## Start Records shown
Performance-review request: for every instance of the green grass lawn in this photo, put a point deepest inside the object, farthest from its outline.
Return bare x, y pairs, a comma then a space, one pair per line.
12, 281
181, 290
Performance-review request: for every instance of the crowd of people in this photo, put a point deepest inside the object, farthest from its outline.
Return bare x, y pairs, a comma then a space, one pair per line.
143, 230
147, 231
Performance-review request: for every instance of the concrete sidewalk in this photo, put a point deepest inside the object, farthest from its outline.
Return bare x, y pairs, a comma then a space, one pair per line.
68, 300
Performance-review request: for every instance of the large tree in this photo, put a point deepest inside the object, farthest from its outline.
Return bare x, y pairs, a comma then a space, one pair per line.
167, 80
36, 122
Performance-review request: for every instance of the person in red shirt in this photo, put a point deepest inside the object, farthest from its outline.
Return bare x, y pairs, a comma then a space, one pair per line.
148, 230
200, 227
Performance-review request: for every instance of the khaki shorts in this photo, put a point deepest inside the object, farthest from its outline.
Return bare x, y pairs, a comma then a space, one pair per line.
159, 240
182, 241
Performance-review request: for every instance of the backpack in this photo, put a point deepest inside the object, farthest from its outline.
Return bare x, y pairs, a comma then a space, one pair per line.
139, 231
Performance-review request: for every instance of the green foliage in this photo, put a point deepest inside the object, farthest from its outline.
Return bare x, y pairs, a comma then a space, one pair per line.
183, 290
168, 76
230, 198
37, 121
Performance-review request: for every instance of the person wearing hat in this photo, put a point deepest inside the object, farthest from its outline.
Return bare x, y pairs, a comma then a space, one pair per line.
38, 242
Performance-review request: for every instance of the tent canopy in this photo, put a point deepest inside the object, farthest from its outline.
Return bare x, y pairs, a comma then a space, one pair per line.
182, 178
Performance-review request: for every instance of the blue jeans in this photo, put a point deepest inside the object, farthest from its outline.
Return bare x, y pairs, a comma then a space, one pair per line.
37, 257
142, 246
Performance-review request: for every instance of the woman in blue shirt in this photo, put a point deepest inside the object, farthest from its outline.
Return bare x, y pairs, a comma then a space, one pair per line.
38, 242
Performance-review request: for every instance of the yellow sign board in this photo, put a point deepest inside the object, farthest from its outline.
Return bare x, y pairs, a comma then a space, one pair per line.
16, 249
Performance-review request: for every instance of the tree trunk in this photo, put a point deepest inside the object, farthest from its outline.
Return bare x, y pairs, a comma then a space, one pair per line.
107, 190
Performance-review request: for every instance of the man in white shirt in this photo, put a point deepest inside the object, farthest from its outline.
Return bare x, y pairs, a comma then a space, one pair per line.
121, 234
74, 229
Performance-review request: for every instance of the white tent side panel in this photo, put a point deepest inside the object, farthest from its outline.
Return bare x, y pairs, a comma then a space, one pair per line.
## End Records shown
→ **What is required**: Write down the full listing again, exactly.

→ **Answer for the task**:
Performance-review request: for every instance of the green grass lawn in this photo, put a point deepest inside the object, farthest from its outline.
Return bare x, y pairs, a comma then a space, one pair per line.
12, 281
181, 290
Performance-review request: for every instance of the crowd of people in this photo, put a point deepest inside the object, farthest from its outline.
Return bare x, y pairs, a comma then a space, one pair per line.
143, 230
147, 231
Performance-review request: for every instance of the concrete sidewalk in this photo, put a point deepest inside the object, farthest from its outline.
Return bare x, y pairs, a comma then a space, one pair per line.
68, 300
Performance-review request: for every instance of the large tree in this photo, put a point deepest inside the object, farthest from its outline.
Return bare x, y pairs, a comma then a space, one pair per line.
167, 80
36, 122
Performance-review request: for every instance of the person in red shirt in this photo, put a point deepest inside the object, farthest from its outline.
Return bare x, y pairs, a comma then a space, one pair per line.
148, 230
200, 227
Performance-review request: for every instance of the khaki shorts in this photo, put a point deepest inside the object, farthest from its outline.
Return bare x, y pairs, a comma then a space, one pair per line.
159, 240
182, 241
Performance-review request: for every instance of the backpack in this photo, put a point deepest inside the object, farthest from its outline.
Return bare x, y pairs, a comma then a space, one pair per line.
139, 231
Performance-review request: for every instance of the green foliage in this photo, put a point deepest inside the object, farthest from its outline.
Return bare x, y pairs, a comma then a space, one pair per line.
183, 290
168, 76
230, 198
37, 121
Performance-review request: for every instance of the person wearing hat in this photo, put a point deepest inside the object, farthest from its outline.
Return bare x, y pairs, a comma then a space, one pair per line.
38, 242
Performance-review request: for every instance of the tent canopy in this photo, put a point deepest inside the object, farthest from its outline.
Return bare x, y pairs, a comma then a space, one pair per line.
182, 178
Performance-review request: for every instance of the blue jeans in this photo, put a point deepest inside the object, farthest from its outline.
Return bare x, y pairs, a comma then a space, one pair per line.
37, 257
142, 246
Performance-review request: for every instance of the woman in blue shirt in this photo, put a point deepest inside the object, farthest from its outline.
Return bare x, y pairs, a comma then a space, one pair per line.
38, 242
Performance-review request: for every instance of the yellow sign board in this photo, put a point deepest inside the object, farthest from its outline.
Return bare x, y pairs, a comma then a space, one pair per line.
16, 249
Performance-review request: for every instance of the tree trunk in this photo, put a point deepest inside the object, farthest from its outline.
Return bare x, y pairs, a comma then a space, one pair per line.
107, 190
Performance-review request: for every instance of the man in white shirt in this photo, put a point deepest inside the object, farthest from its outline.
Return bare x, y pairs, a comma then a space, one pair per line.
121, 234
74, 229
Performance-review request: for every instance of the white tent side panel in this photo, put a point deepest inside the object, farthest from its outline.
Return bare x, y pairs, a comma then a space, one pair per line.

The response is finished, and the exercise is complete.